MATERIAL SUPPLIED >>
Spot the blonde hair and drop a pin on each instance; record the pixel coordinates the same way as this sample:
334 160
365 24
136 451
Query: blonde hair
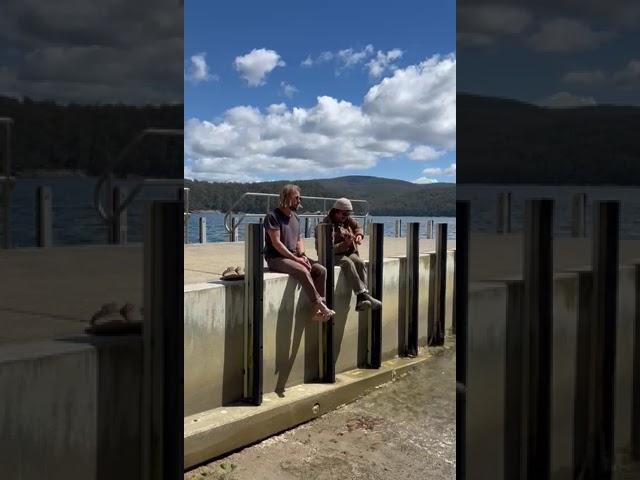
285 194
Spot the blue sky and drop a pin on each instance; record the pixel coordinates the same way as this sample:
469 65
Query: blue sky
376 95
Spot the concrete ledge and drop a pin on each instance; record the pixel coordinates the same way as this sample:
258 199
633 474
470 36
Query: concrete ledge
215 432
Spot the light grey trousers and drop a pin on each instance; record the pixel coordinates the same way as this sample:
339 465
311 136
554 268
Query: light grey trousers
355 269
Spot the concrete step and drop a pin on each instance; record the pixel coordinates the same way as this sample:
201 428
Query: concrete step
215 432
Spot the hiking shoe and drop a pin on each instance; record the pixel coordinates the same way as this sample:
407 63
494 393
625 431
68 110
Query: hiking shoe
362 303
375 304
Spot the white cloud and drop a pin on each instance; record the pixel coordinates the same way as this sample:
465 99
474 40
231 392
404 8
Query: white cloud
585 78
383 61
257 64
629 76
407 113
565 35
425 153
626 77
349 57
449 171
479 26
566 100
198 70
425 180
324 57
288 90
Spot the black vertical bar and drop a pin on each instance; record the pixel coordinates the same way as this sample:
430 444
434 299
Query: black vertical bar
412 285
254 282
605 263
325 256
462 303
513 381
43 217
437 333
163 403
376 265
582 400
578 215
504 213
537 330
635 416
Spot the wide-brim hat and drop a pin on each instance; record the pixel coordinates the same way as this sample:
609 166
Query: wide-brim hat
343 204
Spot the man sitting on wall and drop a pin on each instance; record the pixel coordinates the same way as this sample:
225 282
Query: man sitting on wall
284 251
347 235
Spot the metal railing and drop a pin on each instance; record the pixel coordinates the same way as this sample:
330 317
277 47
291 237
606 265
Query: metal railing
111 213
6 182
233 220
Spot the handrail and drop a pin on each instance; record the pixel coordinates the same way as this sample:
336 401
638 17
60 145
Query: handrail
227 223
109 217
7 182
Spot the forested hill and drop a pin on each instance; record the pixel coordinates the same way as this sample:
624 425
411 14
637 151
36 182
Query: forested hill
85 138
385 196
506 141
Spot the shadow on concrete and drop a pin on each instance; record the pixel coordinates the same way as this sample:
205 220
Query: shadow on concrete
232 375
118 398
289 328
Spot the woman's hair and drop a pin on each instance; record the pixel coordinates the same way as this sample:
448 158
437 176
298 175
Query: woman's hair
286 193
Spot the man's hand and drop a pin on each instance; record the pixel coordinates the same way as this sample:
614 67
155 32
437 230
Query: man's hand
304 261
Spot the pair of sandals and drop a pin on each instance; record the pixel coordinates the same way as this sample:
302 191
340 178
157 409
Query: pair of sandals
232 274
322 313
111 320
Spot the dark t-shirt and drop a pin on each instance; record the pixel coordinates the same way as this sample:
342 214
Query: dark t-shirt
289 232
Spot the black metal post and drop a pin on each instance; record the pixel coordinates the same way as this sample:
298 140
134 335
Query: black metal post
462 306
163 334
326 350
605 265
579 215
411 290
44 219
253 300
436 331
537 331
504 213
376 265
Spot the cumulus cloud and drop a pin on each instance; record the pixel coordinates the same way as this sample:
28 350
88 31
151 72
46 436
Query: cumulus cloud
425 180
383 61
69 51
257 64
565 35
324 57
482 25
403 114
449 171
198 70
288 90
586 78
349 57
425 153
567 100
625 78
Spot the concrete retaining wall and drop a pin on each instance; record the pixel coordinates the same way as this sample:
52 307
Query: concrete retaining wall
214 331
71 409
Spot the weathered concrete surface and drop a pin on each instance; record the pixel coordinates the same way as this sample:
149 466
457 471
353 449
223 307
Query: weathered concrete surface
214 331
52 292
204 263
71 409
402 430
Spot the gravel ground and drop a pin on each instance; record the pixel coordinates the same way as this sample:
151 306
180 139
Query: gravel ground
403 430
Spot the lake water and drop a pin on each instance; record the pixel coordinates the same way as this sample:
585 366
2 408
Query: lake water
217 233
75 219
483 200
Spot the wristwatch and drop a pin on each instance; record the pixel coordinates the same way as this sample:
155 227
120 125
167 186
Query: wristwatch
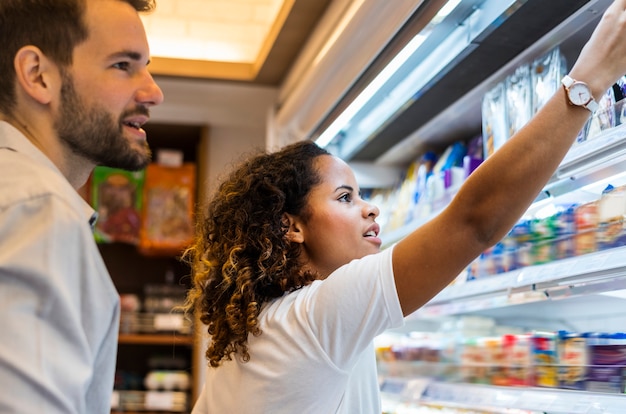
579 93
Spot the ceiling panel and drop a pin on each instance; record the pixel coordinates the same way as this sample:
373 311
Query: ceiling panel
241 40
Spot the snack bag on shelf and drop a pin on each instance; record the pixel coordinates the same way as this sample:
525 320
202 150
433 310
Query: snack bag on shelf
117 197
168 213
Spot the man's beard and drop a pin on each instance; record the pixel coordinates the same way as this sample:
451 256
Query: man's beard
93 134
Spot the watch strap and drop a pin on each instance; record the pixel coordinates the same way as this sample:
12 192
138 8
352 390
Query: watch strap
567 82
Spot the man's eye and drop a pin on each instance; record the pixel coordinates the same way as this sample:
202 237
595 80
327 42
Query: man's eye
122 65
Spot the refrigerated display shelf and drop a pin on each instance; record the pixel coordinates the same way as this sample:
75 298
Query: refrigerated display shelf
598 272
553 401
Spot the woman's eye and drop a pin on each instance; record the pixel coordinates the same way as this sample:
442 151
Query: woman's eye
345 197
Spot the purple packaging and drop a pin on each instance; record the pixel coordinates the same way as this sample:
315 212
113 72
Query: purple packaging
606 372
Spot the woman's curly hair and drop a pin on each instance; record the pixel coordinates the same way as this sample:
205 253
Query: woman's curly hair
241 257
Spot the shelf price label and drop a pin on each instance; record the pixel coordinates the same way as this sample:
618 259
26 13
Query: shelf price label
168 322
155 400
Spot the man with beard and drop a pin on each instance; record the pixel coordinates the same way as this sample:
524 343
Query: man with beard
74 93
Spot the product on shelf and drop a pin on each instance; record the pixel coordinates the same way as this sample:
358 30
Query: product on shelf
494 119
611 212
546 74
573 360
168 211
519 98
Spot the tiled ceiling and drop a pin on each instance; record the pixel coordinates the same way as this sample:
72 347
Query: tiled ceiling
240 40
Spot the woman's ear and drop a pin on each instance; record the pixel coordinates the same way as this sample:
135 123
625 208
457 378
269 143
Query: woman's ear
294 232
34 73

TASK GOAL >> Could you quote every entry above word for word, leaving out the pictures?

TASK OUTPUT >>
Spot the blonde hair and drop a pin on each instance; record the pixel coordinates the same way as this sample:
334 160
365 24
136 451
Query: blonde hair
285 194
Spot the blue sky and drop a pin on each instance; record the pixel coordinates the same way as this sample:
469 65
Query: blue sky
376 95
Spot the concrete ledge and drop a pin on each instance; record the pixel coordinates the same way as this sample:
258 199
633 474
470 36
Query: concrete ledge
215 432
Spot the light grey trousers and drop a pin on each instance; record the pixel coordinates the same way as this sample:
339 465
311 136
554 268
Query: light grey trousers
355 269
Spot the concrete step and drop a pin on each instance; record the pixel coordinates the same way as this sample:
201 428
Query: concrete step
215 432
Spot the hiking shoe and drop a pin on each instance; record the pixel coordinates the same way as this sample:
407 63
494 393
625 431
68 110
Query: hiking shoe
362 303
375 304
Spot the white cloud and drop a pin on each instance; record the pixel coordinates the same way as this sample:
465 99
474 40
231 392
404 8
Query: white cloud
585 78
383 61
257 64
629 76
407 113
565 35
425 153
626 77
349 57
449 171
479 26
566 100
198 70
425 180
324 57
288 90
Spot the black vertical bar and drop a pin on each instance; record the pixel coordinates the same way as this sample:
430 444
434 299
Query: black vertical bar
412 285
254 282
605 263
325 256
462 303
513 381
43 217
437 333
163 403
376 265
582 400
578 215
504 213
537 330
635 416
Spot the wide-brim hat and drop a pin on each instance; record the pixel coordinates the same way as this sample:
609 166
Query: wide-brim hat
343 204
Spot the man sitting on wall and drop a pin on each instance; record the pixel coordinates the same way as this sample:
225 282
Query: man sitting on wall
284 251
347 235
Spot the metal railing and drop a pin on each instance; record the pixel coordinates the same way as this sample:
330 317
277 47
291 237
606 265
Query: metal railing
111 213
6 182
233 220
Spot the handrail and drop a pin on each instance; record the pixel coordinates the same way as this sample:
336 401
638 17
60 145
Query: handrail
227 223
109 217
7 182
Spot the forested hill and drop a pin on each instance; record the pixel coordinates the same way as this sample:
624 425
411 14
637 151
36 182
Query: forested hill
85 138
385 196
506 141
Spot the shadow on concrete and drop a pin on each instance; record the pixel coordinates the same way as this sample:
205 220
Query: shadow on concrete
232 375
118 398
289 328
Spot the woman's hair and drop a pin on each instance; record the pixel coordinates the same way as this sample:
448 158
437 176
298 175
Query: woman's hair
286 193
Spot the man's hand and drop a pin on each instance; record the pixel coordinates the same way as this sample:
614 67
155 32
437 230
Query: man's hand
304 261
Spot the pair of sandals and drop a pin on each instance; record the pixel coordinates the same way as this sample:
302 191
340 178
157 409
Query: pair of sandals
232 274
322 313
111 320
Spot the dark t-shirt and drop a pin on each instance; record the pixel coordinates the same way as this sample:
342 214
Query: dark t-shirt
289 232
Spot the black metal post and drop a pin on each instance; record the pixel coordinates the same way as this sample:
298 140
134 335
Query: black metal post
462 306
163 334
326 350
605 265
579 215
411 290
44 219
253 300
436 331
537 331
504 213
376 265
Spot the cumulus cloud and drop a pin on each instance; record the pixel coordinates the same way as this sample:
28 350
88 31
151 72
46 436
Query: cumulus cloud
425 180
383 61
69 51
257 64
565 35
324 57
482 25
403 114
449 171
198 70
288 90
586 78
349 57
425 153
567 100
625 78
Spot the concrete retaining wall and drop a pin on each instance; record the pixel coordinates the same way as this sample:
52 307
Query: concrete retaining wall
214 331
71 409
Spot the weathered concrete surface and drop a pin on each instance; record the pixel coordinates the same way as this sample:
149 466
457 471
353 449
223 307
Query: weathered concrete surface
214 331
52 292
204 263
71 409
402 430
Spot the gravel ground and drop a pin on each instance; record the pixel coordinates the same way as this sample:
151 306
180 139
Query: gravel ground
403 430
Spot the lake water and drop a pin on each instance; record the pixel coordinates the same way as this sample:
585 366
2 408
Query: lake water
217 233
75 219
483 200
Spot the wristwatch and drop a pin on each instance; record the pixel coordinates the same way as this sample:
155 227
120 125
167 186
Query: wristwatch
579 93
Spot the ceiling panel and drop a pin on each instance; record the pixel coordinates the same way as this sample:
373 311
Query: ceiling panel
241 40
Spot the snack bag on shelf and drop a pin on each instance; record the pixel coordinates the same way as this sample:
525 320
202 150
433 310
Query: snack bag on shelf
117 197
168 213
Spot the man's beard and drop a pin on each instance; record the pixel coordinates the same way as this sample:
451 256
Query: man's beard
93 134
Spot the watch strap and drop a pin on each instance; record the pixel coordinates the same way as this sample:
12 192
138 8
352 390
Query: watch strap
567 82
Spot the man's eye and drop a pin on each instance; record the pixel coordinates the same way as this sample:
202 237
595 80
327 42
Query: man's eye
122 65
Spot the refrigerated display shelf and drop a pin on each instance; record the pixel coordinates the same way as this sample:
75 298
Query: refrigerated display shelf
598 272
553 401
Spot the woman's eye and drop a pin on each instance; record the pixel coordinates the same way as this sample:
442 151
Query: woman's eye
345 197
Spot the purple packaging and drop a pin on each instance; record the pixel coordinates the same way as this sample:
315 212
113 72
Query: purple packaging
606 372
Spot the woman's curly hair and drop a pin on each instance; record the pixel coordinates the same way as this sample:
205 253
Query: woman's curly hair
241 257
Spot the shelf price label and drop a pin on each instance; record the pixel coordinates the same way as this sample:
618 259
26 13
Query: shelf price label
168 322
155 400
Spot the man with beard and drop a pin on each instance; record the pixel coordinates the same way as this sample:
524 343
Query: man with beard
74 93
Spot the product on shelf and drop a pin on each instance; record the pixel coordinates the same way as this sample:
358 30
Query: product on shelf
494 119
611 212
546 74
573 360
168 211
519 98
Spot the tiled ceiling and drop a pin on each instance; record the pixel coordinates the same way as this sample:
72 347
Query: tiled ceiling
240 40
Spot the woman's ear and drop a pin on each instance; record the pixel coordinates the same way as this sample:
135 123
625 208
457 378
269 143
Query: woman's ear
294 232
34 73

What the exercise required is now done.